### Task statement:
In the source text, why does the writer believe sleeping and sitting on the floor would benefit Americans? Answer in one to three sentences.

I was in a comfortable little diner the other day, in the sort of red-necky part of town, and was struck by how badly most of the people hobbling into and out of there walked. They were fat, in general, but over and above that many seemed to struggle just physically moving their bodies. Yes, at the time of day I was there most were a bit aged, but they were aging terribly. They were no doubt all regularly consulting physical therapists who were asking them if they were doing their exercises to which they were answering no.
And a suggestion I have made before reoccurred to me: if Americans slept on mattresses on the floor, and sat on the floor when watching TV and eating, the way they do in some (perhaps most: I don’t know) Asian countries like Japan and I think Korea, they would HAVE to take better care of themselves, and the very act of getting down and back up would ensure a basic level of mobility. I sleep on the floor and have to do a lunge every time I get up. It’s a good thing.
We have a decent life expectancy in this country, but we age terribly. Our old people take dozens of medications daily and spend much of the latter years of their lives sedentary on couches watching television.
Actually, on that note I will insert parenthetically without the parentheses, that if we eliminated TV, and all other ways of consuming media, such as computers, smartphones and tablets, that our national IQ would go up nearly instantly. That is my view. Everyone is beguiled. A spell has been cast, which people have willingly embraced.
One other note: high blood pressure. I am a large man. 6′, 285 or so. A boss told me a couple years ago I look like “someone who could hurt somebody”. That is likely true, but that is not an aspiration of mine. Violence is stupid in nearly all cases.
My blood pressure should be through the roof. But the last time I had it measured, about two weeks ago, when seeing a nurse (I will note for anyone living in a Blue State: around here, you can see a Nurse Practitioner at the grocery store for $70. You don’t need an appointment, and you can pay cash if you are uninsured.) for an eye irritation. 110/80. I’m not buying this 70 stuff: I think the pharmaceutical companies pushed that.
But a week and a half earlier I was 145/90. I had actually bought myself a home tester because I figured this was something to keep an eye on.

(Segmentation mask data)
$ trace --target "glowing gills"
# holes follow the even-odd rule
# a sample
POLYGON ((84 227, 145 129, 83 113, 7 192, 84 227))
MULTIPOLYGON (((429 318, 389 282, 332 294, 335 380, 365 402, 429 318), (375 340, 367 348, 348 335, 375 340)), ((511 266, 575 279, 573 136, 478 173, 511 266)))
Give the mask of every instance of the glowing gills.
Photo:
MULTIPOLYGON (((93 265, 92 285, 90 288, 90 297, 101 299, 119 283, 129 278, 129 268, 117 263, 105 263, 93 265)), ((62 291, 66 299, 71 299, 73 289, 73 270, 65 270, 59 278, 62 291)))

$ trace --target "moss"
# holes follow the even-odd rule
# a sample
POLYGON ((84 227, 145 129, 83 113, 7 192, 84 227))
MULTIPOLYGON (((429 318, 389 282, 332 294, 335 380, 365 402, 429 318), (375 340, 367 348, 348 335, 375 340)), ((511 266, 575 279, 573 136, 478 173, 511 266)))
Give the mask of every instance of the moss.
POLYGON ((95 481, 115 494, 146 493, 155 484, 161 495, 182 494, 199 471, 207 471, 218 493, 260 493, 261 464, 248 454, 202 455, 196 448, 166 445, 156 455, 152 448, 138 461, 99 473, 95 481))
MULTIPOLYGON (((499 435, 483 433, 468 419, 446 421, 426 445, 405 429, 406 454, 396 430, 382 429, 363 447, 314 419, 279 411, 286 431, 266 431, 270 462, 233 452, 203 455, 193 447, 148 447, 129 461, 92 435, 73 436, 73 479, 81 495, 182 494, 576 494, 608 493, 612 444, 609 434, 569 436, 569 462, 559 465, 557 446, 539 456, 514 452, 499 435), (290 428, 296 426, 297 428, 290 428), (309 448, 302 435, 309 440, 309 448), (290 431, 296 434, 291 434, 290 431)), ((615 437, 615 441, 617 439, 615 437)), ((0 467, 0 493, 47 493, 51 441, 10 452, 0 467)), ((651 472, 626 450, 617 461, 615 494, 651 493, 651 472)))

### Written answer:
The writer argues that Americans who slept on mattresses on the floor and sat on the floor would have to take better care of themselves. The act of getting down and back up would also ensure a basic level of mobility. The writer sleeps on the floor and has to do a lunge every time they get up.